**Instruction:**
In the entries below, lay out the stretch from the line containing "Batch job #204 — target class is neoclassical" through the end of the entries as a Markdown table with the columns Row and Line. Number each line and leave out blank lines.

(Entries from a box labeling dataset)
☆ ☆ ☆
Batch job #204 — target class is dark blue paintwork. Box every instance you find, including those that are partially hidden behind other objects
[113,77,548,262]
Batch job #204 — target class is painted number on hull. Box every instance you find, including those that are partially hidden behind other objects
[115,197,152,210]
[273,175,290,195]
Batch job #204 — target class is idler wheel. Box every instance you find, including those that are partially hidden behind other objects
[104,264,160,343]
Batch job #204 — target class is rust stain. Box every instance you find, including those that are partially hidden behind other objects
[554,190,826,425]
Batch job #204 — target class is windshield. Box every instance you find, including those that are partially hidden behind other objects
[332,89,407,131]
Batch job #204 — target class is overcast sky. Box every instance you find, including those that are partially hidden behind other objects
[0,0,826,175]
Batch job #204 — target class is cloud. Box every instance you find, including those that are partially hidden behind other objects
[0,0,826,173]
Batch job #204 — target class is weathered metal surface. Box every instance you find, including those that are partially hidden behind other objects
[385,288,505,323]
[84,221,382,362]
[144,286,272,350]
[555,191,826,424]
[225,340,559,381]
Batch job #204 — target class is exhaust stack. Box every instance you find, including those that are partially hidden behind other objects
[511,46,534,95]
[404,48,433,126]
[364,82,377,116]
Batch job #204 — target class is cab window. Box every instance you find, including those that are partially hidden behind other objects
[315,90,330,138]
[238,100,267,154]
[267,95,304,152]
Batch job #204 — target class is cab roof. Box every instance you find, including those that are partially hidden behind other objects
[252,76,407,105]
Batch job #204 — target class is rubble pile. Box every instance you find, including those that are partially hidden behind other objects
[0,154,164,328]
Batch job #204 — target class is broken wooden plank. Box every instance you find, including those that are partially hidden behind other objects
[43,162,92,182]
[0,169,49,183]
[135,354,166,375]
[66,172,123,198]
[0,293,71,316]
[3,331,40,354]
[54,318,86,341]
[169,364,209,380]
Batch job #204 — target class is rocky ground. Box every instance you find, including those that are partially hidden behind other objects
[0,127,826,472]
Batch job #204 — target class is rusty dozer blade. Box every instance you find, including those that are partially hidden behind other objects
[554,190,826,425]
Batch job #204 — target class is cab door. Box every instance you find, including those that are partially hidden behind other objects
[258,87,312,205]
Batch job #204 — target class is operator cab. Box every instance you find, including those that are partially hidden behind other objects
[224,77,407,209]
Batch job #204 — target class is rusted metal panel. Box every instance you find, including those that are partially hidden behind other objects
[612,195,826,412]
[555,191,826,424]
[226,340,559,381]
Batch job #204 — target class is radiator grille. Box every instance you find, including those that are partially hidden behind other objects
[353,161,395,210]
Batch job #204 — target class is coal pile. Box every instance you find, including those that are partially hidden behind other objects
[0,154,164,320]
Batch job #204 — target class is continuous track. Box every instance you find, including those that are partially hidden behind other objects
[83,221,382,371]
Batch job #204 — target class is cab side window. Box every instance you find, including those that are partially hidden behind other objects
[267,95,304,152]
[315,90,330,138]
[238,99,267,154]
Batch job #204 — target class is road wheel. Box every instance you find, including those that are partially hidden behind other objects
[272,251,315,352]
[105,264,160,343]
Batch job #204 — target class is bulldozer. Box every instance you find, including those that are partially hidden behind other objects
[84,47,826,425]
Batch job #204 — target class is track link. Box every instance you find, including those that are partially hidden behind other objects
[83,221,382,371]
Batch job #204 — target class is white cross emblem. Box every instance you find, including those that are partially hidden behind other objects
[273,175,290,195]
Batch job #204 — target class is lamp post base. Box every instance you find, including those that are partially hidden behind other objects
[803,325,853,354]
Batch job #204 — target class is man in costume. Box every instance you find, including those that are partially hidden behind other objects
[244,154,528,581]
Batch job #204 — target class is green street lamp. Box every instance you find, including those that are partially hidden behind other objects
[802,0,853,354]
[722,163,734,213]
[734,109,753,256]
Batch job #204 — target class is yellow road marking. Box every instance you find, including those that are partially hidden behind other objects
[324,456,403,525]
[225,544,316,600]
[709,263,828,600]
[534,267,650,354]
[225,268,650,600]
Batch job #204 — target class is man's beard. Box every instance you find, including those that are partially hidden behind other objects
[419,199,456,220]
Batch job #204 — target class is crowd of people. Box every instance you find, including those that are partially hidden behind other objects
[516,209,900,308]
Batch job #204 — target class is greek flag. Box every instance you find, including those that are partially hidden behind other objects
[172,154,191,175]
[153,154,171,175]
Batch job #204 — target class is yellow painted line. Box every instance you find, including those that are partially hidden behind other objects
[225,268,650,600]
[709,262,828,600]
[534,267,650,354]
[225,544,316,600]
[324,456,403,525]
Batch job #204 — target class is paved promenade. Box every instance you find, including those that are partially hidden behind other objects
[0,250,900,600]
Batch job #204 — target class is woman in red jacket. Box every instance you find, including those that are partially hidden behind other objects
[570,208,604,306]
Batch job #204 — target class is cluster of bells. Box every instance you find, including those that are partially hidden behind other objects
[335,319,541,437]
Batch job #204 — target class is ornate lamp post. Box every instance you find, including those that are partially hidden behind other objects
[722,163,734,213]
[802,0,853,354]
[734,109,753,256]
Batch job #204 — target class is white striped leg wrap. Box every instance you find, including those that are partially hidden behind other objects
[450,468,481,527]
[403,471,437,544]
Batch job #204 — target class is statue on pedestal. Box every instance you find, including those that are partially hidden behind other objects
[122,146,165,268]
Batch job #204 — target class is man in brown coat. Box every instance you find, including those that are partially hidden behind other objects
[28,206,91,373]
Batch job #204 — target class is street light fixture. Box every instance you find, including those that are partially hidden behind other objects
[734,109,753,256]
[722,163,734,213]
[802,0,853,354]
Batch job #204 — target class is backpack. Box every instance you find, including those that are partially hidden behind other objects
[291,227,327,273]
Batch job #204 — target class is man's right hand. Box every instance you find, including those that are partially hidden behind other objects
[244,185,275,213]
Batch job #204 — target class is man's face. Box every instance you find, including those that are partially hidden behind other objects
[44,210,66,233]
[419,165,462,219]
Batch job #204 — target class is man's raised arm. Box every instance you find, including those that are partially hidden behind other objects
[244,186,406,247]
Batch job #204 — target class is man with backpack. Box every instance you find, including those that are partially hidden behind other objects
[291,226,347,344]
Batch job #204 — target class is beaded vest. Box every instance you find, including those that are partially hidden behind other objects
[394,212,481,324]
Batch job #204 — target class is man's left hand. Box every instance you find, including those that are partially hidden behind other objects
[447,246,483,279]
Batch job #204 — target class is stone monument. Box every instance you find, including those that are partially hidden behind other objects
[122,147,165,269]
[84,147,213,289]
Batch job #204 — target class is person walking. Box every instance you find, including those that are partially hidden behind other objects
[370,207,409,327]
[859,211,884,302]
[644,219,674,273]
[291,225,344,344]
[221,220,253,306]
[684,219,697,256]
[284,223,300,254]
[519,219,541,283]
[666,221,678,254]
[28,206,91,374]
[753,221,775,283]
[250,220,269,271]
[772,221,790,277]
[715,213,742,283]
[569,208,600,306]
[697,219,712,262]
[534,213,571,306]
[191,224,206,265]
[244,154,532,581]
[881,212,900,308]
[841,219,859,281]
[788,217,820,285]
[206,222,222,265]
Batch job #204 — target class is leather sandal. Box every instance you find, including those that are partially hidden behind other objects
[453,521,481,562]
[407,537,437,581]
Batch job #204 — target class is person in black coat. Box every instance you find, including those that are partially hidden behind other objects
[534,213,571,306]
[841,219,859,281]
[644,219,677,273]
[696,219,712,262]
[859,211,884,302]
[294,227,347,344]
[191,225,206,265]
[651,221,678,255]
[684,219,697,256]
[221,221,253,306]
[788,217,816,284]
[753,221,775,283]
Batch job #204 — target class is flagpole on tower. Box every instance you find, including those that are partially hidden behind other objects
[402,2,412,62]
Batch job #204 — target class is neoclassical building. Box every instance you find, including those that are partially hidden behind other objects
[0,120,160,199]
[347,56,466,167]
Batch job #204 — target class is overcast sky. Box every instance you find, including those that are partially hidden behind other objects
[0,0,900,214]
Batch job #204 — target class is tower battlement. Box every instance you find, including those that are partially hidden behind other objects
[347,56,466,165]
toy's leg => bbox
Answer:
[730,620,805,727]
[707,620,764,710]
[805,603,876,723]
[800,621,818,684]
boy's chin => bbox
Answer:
☆ ☆ ☆
**The completed task:**
| Row | Line |
|---|---|
| 1 | Batch job #204 — target class is neoclassical building. Box every instance you find, including those that are partially hidden behind other objects |
| 2 | [0,120,160,199] |
| 3 | [347,56,466,167] |
| 4 | Batch job #204 — target class is overcast sky. Box every instance you find, including those that are partially hidden behind other objects |
| 5 | [0,0,900,214] |
| 6 | Batch job #204 — target class is tower battlement. Box every instance you find, including those that are partially hidden behind other objects |
| 7 | [347,56,466,165] |
| 8 | toy's leg => bbox |
| 9 | Answer: |
| 10 | [730,620,805,727] |
| 11 | [707,620,764,710] |
| 12 | [805,603,876,723] |
| 13 | [800,621,818,684] |
| 14 | boy's chin => bbox |
| 15 | Answer: |